§ **EXTRAIT CHOISI**
━━━━━━━━━━━━━━━━━━━━━━━━━━━━━━
Lalo Schiffrin, Robert Drasnin, Jerry Fielding, Gerald Fried, Benny Golson, Richard Markowitz, Neil Argo, John E. Davis, Ron Jones, Danny Elfman, Hans Zimmer : autant de compositeurs de renom qui ont marqué la saga MISSION : IMPOSSIBLE.
Vous venez d’accomplir brillamment votre première mission : reprendre le flambeau de cet impressionnant héritage et aller plus loin encore en composant une musique d’exception pour MISSION : IMPOSSIBLE 3.
Pour vous superviser sur cette mission, vous avez retrouvé votre complice J.J. Abrams, qui a créé avec vous les séries ALIAS et LOST et qui réalise aujourd’hui ce troisième opus cinématographique.
Votre nouvelle mission, si vous l’acceptez, sera de révéler tous les secrets de votre musique aux lecteurs d'Inter-activities : les origines du projet, les détails de la partition et de sa production, les liens avec vos autres musiques, et en particulier avec LOST, dont un cd des plus grands moments de la première saison vient justement de sortir.
Comme toujours, si vous accomplissez cette mission avec brio, le comité de rédaction d'Inter-activities se fera un plaisir de publier ces informations au grand jour.
Attention : ce document ne s’autodétruira pas dans cinq secondes. C’est l’intro de l’article de Christine & Jérémie. Ce serait trop bête de la supprimer !… »
MISSION : IMPOSSIBLE – 40 ANS APRES…
Le 17 septembre 1966 débutait sur CBS une série d’anthologie à nulle autre pareille, dotée d’intrigues sophistiquées, mettant à l’épreuve les nerfs du public et surtout ses facultés intellectuelles. Une série inédite dans laquelle les héros piègent avec une habileté machiavélique une stupéfiante brochette de « méchants » dans des joutes à rebondissements si serrées que la moindre seconde d’inattention plonge le téléspectateur dans une perplexité infinie.
━━━━━━━━━━━━━━━━━━━━━━━━━━━━━━
[Exemples d'étiquetage de points]
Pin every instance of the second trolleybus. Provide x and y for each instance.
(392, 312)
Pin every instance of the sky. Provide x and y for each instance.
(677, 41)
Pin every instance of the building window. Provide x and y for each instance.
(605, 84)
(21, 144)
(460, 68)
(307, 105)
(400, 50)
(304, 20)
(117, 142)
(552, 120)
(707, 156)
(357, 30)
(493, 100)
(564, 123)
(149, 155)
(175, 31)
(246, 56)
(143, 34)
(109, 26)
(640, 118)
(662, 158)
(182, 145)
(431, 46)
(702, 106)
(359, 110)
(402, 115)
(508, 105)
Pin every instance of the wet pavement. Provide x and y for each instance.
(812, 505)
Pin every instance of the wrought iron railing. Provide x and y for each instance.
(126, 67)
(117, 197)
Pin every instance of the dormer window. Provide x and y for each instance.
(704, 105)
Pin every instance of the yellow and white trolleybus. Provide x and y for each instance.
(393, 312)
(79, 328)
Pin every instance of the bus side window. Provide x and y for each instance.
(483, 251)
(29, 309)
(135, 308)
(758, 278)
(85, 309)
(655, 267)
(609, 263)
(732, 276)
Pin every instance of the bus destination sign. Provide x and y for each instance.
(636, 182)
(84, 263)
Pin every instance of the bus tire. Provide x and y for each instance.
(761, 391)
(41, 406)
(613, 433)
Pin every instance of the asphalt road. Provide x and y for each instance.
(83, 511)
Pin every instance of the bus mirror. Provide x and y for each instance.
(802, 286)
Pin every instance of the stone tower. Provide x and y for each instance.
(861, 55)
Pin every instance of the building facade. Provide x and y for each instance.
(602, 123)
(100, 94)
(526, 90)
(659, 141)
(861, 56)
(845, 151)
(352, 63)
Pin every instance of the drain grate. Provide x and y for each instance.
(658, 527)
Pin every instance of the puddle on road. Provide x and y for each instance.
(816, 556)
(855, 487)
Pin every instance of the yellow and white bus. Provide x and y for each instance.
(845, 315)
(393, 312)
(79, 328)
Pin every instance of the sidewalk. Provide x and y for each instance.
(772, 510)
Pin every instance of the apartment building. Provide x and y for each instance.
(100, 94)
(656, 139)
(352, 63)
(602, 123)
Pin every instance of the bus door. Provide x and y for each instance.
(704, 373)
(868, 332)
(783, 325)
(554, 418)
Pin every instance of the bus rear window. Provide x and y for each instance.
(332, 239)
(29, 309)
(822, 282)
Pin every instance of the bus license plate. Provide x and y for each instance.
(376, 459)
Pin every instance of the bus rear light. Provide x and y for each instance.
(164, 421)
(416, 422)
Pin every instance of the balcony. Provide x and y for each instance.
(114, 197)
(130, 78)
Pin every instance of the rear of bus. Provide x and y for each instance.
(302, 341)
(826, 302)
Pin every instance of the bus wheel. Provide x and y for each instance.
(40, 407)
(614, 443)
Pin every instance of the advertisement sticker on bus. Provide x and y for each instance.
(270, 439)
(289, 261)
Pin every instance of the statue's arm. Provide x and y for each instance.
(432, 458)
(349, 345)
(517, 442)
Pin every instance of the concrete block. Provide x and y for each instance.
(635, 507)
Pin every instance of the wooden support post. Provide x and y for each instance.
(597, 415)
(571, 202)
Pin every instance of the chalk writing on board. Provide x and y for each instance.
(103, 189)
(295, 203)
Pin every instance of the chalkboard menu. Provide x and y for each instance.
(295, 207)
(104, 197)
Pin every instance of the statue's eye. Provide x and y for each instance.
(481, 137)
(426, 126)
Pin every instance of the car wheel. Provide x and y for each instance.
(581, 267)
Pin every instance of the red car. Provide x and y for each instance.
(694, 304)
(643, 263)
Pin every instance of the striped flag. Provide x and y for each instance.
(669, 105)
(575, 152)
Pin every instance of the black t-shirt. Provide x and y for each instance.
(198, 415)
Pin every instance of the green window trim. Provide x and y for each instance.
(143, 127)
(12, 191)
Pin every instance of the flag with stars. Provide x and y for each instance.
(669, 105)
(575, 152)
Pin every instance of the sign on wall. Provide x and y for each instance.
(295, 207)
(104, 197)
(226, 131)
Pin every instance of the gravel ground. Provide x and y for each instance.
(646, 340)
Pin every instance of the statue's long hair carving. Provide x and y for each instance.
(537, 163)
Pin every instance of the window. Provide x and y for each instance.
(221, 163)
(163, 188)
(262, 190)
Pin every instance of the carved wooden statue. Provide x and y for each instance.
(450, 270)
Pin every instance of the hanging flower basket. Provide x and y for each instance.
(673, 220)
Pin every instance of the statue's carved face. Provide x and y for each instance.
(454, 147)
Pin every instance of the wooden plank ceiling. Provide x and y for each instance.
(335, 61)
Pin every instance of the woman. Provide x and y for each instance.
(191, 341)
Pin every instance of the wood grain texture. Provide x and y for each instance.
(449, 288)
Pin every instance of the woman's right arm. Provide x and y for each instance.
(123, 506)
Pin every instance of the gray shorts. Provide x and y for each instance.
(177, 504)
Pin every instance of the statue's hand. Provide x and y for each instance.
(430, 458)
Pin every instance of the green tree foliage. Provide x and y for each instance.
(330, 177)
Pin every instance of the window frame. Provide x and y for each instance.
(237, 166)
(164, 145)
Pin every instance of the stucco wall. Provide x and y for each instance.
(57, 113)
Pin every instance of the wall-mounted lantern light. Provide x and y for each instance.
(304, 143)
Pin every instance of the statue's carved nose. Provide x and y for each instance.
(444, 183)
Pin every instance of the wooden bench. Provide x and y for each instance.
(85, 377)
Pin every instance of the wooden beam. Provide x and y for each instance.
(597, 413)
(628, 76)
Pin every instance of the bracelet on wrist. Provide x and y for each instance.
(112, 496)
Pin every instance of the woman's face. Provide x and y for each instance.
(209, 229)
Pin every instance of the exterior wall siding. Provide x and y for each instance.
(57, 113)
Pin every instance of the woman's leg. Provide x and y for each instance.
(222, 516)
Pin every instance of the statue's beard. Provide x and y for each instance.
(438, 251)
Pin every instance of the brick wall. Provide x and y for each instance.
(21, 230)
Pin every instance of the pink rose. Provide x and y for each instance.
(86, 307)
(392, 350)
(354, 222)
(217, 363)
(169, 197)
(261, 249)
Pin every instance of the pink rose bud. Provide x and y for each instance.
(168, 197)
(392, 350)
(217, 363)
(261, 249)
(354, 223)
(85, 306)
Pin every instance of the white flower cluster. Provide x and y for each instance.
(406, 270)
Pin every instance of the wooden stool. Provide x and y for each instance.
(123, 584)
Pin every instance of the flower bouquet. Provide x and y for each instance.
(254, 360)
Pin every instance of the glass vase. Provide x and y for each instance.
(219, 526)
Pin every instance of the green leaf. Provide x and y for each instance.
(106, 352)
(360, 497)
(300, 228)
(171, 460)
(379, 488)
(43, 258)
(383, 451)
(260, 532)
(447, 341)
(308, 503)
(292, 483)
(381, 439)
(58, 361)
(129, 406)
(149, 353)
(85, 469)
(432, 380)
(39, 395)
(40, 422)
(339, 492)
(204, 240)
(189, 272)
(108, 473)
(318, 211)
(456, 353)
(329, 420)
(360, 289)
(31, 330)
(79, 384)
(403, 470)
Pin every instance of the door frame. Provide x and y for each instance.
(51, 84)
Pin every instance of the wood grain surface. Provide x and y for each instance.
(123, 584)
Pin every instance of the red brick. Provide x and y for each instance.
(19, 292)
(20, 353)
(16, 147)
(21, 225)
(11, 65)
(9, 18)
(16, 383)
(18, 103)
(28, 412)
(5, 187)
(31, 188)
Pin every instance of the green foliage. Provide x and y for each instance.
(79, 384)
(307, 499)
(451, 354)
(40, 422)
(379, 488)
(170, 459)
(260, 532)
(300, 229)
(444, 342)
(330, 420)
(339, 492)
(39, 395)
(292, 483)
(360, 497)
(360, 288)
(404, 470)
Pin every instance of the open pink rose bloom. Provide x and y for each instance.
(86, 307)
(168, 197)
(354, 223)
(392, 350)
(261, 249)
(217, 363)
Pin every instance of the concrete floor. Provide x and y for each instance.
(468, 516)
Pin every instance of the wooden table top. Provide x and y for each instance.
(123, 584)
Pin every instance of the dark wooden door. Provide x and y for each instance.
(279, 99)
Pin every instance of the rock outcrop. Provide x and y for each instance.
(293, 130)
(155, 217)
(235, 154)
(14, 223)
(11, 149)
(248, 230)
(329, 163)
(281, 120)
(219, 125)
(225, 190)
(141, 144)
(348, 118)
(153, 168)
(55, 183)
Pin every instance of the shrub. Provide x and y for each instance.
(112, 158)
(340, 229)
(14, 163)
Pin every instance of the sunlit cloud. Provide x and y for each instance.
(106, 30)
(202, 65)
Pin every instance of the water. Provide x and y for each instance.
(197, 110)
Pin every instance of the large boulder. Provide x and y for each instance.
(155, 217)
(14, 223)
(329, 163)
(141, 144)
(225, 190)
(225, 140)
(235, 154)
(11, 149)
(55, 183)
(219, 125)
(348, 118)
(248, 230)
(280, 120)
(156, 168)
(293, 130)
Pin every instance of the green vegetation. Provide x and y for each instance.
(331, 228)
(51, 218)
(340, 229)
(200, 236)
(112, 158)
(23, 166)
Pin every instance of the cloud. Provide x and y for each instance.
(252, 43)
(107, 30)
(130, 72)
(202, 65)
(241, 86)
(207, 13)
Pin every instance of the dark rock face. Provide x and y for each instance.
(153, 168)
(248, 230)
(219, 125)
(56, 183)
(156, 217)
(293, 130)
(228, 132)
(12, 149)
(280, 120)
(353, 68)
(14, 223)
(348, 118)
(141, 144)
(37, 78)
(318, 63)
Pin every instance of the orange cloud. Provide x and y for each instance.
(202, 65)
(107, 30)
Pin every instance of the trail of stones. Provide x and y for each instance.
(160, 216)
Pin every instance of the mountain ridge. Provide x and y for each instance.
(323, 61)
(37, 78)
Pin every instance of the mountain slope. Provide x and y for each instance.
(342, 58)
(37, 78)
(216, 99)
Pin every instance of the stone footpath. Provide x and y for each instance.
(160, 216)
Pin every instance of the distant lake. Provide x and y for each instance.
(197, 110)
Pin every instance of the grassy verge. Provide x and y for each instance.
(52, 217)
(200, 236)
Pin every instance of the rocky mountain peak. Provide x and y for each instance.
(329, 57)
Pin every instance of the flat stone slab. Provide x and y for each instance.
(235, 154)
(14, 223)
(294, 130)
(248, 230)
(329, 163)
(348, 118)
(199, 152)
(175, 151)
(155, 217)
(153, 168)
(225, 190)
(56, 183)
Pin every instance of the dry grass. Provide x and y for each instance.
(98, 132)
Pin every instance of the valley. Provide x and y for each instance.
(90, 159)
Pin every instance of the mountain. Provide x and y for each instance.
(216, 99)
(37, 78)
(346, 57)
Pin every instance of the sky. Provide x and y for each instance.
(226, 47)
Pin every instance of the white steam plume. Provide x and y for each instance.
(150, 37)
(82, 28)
━━━━━━━━━━━━━━━━━━━━━━━━━━━━━━
§ **CONSIGNES**
A: Recopiez l'extrait sur Mission : Impossible depuis "Attention : ce" jusqu'à "une perplexité infinie." inclus.
B: D'après l'extrait sur Mission : Impossible, à quelle date et sur quelle chaîne la série a-t-elle débuté ?

§ **RÉPONSES PAR CONSIGNE**
A:
Attention : ce document ne s’autodétruira pas dans cinq secondes. C’est l’intro de l’article de Christine & Jérémie. Ce serait trop bête de la supprimer !… »
MISSION : IMPOSSIBLE – 40 ANS APRES…
Le 17 septembre 1966 débutait sur CBS une série d’anthologie à nulle autre pareille, dotée d’intrigues sophistiquées, mettant à l’épreuve les nerfs du public et surtout ses facultés intellectuelles. Une série inédite dans laquelle les héros piègent avec une habileté machiavélique une stupéfiante brochette de « méchants » dans des joutes à rebondissements si serrées que la moindre seconde d’inattention plonge le téléspectateur dans une perplexité infinie.

B: Le 17 septembre 1966, sur CBS.